### TASK PROMPT
Repeat each line of the data exactly as written.

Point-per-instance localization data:

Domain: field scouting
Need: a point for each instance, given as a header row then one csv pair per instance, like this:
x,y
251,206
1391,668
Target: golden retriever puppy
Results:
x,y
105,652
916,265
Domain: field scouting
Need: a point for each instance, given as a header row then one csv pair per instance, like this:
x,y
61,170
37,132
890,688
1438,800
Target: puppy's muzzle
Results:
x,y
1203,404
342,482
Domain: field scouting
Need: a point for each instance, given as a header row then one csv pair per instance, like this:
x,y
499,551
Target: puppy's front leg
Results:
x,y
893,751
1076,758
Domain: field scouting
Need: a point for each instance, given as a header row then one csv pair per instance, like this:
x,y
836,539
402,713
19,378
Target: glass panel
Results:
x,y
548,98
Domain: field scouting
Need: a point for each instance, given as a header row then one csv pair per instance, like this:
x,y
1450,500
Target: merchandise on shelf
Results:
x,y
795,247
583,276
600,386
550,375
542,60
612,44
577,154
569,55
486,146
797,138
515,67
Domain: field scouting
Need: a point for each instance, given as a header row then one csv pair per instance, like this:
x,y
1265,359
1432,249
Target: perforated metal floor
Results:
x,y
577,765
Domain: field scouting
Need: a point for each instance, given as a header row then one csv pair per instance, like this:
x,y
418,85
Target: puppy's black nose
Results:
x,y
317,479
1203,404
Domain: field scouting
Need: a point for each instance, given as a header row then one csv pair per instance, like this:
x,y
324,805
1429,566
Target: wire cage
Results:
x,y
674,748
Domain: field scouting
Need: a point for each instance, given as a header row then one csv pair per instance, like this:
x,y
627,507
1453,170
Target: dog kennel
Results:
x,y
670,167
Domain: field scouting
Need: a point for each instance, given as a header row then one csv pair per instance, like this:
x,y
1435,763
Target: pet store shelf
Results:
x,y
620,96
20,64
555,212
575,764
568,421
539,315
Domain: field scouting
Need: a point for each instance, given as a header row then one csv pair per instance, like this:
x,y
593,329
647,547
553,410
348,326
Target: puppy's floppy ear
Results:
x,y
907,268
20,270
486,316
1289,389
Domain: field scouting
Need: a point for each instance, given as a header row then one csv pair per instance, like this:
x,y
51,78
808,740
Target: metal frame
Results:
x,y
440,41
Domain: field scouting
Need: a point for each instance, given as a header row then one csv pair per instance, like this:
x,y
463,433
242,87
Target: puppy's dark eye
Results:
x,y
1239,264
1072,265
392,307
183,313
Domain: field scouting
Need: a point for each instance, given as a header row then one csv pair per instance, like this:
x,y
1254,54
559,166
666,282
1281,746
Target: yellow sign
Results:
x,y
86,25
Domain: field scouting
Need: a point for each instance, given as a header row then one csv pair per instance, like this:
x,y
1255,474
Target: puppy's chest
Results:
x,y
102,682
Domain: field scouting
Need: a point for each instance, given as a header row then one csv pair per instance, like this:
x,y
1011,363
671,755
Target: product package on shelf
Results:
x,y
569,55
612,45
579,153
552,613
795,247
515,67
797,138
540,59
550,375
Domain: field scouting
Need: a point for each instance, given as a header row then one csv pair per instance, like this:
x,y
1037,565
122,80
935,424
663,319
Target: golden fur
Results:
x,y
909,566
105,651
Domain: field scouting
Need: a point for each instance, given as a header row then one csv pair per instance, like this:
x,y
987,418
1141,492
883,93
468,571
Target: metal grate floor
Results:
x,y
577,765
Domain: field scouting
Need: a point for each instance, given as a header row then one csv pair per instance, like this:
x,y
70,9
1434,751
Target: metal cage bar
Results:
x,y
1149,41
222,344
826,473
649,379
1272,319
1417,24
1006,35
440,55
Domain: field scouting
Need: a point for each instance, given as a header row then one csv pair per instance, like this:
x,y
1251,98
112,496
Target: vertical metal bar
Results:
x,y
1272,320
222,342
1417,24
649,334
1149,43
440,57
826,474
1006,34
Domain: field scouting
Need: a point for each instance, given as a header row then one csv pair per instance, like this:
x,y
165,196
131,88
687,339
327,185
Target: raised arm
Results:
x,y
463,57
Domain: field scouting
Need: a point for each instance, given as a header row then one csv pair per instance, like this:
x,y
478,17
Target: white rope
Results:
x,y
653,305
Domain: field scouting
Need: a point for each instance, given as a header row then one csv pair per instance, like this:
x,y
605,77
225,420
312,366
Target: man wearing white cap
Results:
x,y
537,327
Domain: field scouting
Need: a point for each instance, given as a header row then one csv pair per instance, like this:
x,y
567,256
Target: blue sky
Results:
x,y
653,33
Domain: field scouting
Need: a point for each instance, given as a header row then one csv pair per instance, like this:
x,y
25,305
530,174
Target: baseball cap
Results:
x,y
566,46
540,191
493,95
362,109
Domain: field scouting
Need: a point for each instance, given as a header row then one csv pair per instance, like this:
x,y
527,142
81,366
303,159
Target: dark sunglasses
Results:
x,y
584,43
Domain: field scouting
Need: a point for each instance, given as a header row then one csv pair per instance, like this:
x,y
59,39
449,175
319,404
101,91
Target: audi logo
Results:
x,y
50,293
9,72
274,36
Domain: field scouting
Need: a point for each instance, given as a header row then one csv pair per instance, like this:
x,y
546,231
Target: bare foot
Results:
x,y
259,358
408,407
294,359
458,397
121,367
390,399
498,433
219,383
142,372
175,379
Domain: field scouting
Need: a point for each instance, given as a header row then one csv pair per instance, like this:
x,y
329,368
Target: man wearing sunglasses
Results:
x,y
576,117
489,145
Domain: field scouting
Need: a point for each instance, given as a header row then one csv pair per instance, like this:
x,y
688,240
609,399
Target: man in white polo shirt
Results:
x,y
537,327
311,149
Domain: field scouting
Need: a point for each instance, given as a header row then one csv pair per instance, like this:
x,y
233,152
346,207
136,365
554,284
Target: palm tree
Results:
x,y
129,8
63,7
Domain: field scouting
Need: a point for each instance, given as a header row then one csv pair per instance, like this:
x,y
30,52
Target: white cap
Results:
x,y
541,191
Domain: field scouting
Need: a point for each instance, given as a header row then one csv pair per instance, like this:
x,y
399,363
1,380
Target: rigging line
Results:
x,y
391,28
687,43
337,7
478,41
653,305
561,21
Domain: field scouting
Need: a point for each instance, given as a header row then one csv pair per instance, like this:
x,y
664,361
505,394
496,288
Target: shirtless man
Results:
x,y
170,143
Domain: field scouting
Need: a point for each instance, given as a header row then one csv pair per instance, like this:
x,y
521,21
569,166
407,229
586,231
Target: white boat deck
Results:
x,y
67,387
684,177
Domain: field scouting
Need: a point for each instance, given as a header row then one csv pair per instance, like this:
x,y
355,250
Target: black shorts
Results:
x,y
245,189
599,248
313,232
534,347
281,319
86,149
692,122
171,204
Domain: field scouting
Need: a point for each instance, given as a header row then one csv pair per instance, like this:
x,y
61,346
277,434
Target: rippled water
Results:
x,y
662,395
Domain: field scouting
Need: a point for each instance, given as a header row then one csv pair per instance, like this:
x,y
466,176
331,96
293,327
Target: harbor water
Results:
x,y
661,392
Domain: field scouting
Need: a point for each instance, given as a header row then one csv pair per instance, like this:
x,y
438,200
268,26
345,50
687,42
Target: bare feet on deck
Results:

### EXPECTED ANSWER
Domain: field scouting
Need: a point for each instance, given as a header row then one csv pair per instance, like this:
x,y
251,206
1391,668
Target: golden retriever puppy
Results:
x,y
105,652
916,265
Domain: field scouting
Need: a point for each instance, given as a header row then one csv pair per instance, like this:
x,y
61,170
37,132
890,688
1438,800
Target: puppy's muzzle
Results:
x,y
1203,404
342,482
Domain: field scouting
Need: a point for each instance, given as a header row then one csv pair per instance, like this:
x,y
499,551
Target: puppy's front leg
Results:
x,y
893,751
1076,758
Domain: field scouting
Need: a point for each instance, given as a header row then one csv pair per instance, like this:
x,y
836,539
402,713
19,378
Target: glass panel
Results:
x,y
548,98
Domain: field scouting
Need: a point for each instance, given as a header row then one csv pair per instance, like this:
x,y
1450,500
Target: merchandise on shelf
Results:
x,y
795,247
583,276
600,386
550,375
542,60
612,44
577,154
569,55
486,146
797,138
515,67
Domain: field scouting
Need: a point for each instance, given as a header row then one csv pair per instance, like this:
x,y
1265,359
1432,249
Target: perforated metal floor
Results:
x,y
577,765
Domain: field scouting
Need: a point for each instance, given as a header row then one csv pair per instance, like this:
x,y
418,85
Target: puppy's black nose
Results:
x,y
317,479
1203,404
Domain: field scouting
Need: a point for each instance, given as a header row then one csv pair per instance, like this:
x,y
324,805
1429,566
Target: wire cage
Results:
x,y
674,748
Domain: field scouting
Need: a point for each instance, given as a header row then one csv pair per instance, like this:
x,y
627,507
1453,170
Target: dog kennel
Results:
x,y
670,167
Domain: field scouting
Need: a point for each instance, given as a header row then one csv pair per instance, like this:
x,y
1435,763
Target: pet store shelf
Results:
x,y
620,96
20,64
555,212
575,764
568,421
539,315
Domain: field scouting
Need: a point for each instance, given as a header row then one csv pair per instance, like this:
x,y
593,329
647,547
553,410
348,326
Target: puppy's floppy ear
Results:
x,y
907,268
20,270
486,316
1289,389
Domain: field scouting
Need: a point for each instance, given as a header row then one csv pair per instance, like this:
x,y
51,78
808,740
Target: metal frame
Results:
x,y
440,41
Domain: field scouting
Need: a point for each instance, given as a header row then one csv pair per instance, like this:
x,y
463,433
242,87
Target: puppy's dark eye
Results:
x,y
1239,264
1072,265
392,307
183,313
Domain: field scouting
Need: a point for each instance, given as a header row then one csv pair per instance, like this:
x,y
1254,54
559,166
666,282
1281,746
Target: yellow sign
Results:
x,y
86,25
Domain: field scouting
Need: a point for each instance, given as a header row then one csv pair per instance, like this:
x,y
1255,474
Target: puppy's chest
Results:
x,y
102,682
Domain: field scouting
Need: a point for each instance, given as a header row then one csv pair per instance, like this:
x,y
1011,363
671,755
Target: product package on shelf
Results:
x,y
569,55
612,45
579,153
552,613
795,247
515,67
797,138
540,59
550,375
Domain: field scouting
Need: a point for each instance, given as a header row then one csv pair per instance, like this:
x,y
1037,565
122,80
935,424
663,319
Target: golden fur
Results:
x,y
909,566
105,651
Domain: field scouting
Need: a point for each instance, given as a header row then one csv pair per instance, like this:
x,y
987,418
1141,492
883,93
468,571
Target: metal grate floor
Results:
x,y
577,765
Domain: field scouting
Need: a point for each instance, given as a header row then one csv pair per instance, like this:
x,y
70,9
1434,751
Target: metal cage bar
Results:
x,y
1149,41
222,344
826,473
649,379
1272,319
1417,24
1006,35
440,55
Domain: field scouting
Need: a point for each instance, given as a header row then one csv pair per instance, like this:
x,y
1251,98
112,496
Target: vertical metal bar
Results:
x,y
1272,320
222,342
1417,24
649,334
1149,43
440,57
826,474
1006,34
Domain: field scouting
Need: a point for each instance, given as a header row then one csv pair per instance, like this:
x,y
165,196
131,88
687,339
327,185
Target: raised arm
Results:
x,y
463,57
Domain: field scouting
Need: a point for each instance, given as a header row then one csv pair per instance, like this:
x,y
478,17
Target: white rope
Results:
x,y
653,305
Domain: field scouting
Need: a point for each instance, given as a header row then one csv pair per instance, like this:
x,y
605,77
225,420
312,366
Target: man wearing white cap
Results:
x,y
537,327
Domain: field scouting
Need: a point for each instance, given as a header row then one csv pair per instance, like this:
x,y
567,256
Target: blue sky
Results:
x,y
653,33
Domain: field scouting
Need: a point for each instance, given as a header row then one csv pair per instance, like this:
x,y
25,305
530,174
Target: baseball cap
Results:
x,y
566,46
540,191
493,95
362,109
Domain: field scouting
Need: a point for each instance, given as a header row then one csv pair per instance, like this:
x,y
527,142
81,366
303,159
Target: dark sunglasses
Results:
x,y
584,43
Domain: field scouting
Need: a point for each instance, given as a header row then one csv pair per instance, like this:
x,y
59,39
449,175
319,404
101,91
Target: audi logo
Results:
x,y
50,293
9,72
274,36
Domain: field scouting
Need: a point for each instance, given as a header row then one csv pair per instance, like this:
x,y
546,231
Target: bare foot
Results:
x,y
259,358
408,407
294,359
458,397
121,367
390,399
498,433
219,383
142,372
175,379
Domain: field scouting
Need: a point for each instance, given as a header row then one csv pair per instance, like this:
x,y
329,368
Target: man wearing sunglasses
Results:
x,y
576,117
489,145
Domain: field scouting
Need: a point for each instance, given as a header row then one csv pair per instance, like this:
x,y
688,240
609,399
Target: man in white polo shirt
Results:
x,y
537,327
311,149
Domain: field scouting
Need: a point for each instance, given as a header row then one csv pair per instance, like this:
x,y
233,152
346,207
136,365
554,284
Target: palm tree
Results:
x,y
129,8
63,7
Domain: field scouting
Need: a point for each instance, given as a header row then one csv pair per instance, like this:
x,y
30,52
Target: white cap
Results:
x,y
541,191
Domain: field scouting
Need: a point for each instance, given as a header row then one csv pair per instance, like this:
x,y
399,363
1,380
Target: rigging line
Results:
x,y
391,28
687,43
337,7
478,41
653,305
561,21
Domain: field scouting
Need: a point for each instance, given as a header row then one csv pair per instance, like this:
x,y
664,361
505,394
496,288
Target: shirtless man
Results:
x,y
170,143
Domain: field scouting
Need: a point for each instance, given as a header row then one csv pair per instance, like this:
x,y
521,21
569,166
407,229
586,231
Target: white boat deck
Results:
x,y
67,387
684,177
Domain: field scouting
Need: a point for each instance, given as a header row then one csv pair per instance, like this:
x,y
355,250
Target: black shorts
Results:
x,y
245,189
599,248
313,232
534,347
281,319
86,149
692,122
171,204
Domain: field scouting
Need: a point for each instance, given as a header row then one csv pair per instance, like this:
x,y
61,346
277,434
Target: rippled water
Results:
x,y
662,395
Domain: field scouting
Need: a point for each instance, given as a header row then one csv pair per instance, like this:
x,y
466,176
331,96
293,327
Target: harbor water
Results:
x,y
661,392
Domain: field scouting
Need: a point for each instance, given as a header row then one csv pair per instance, like this:
x,y
438,200
268,26
345,50
687,42
Target: bare feet on deck
Results:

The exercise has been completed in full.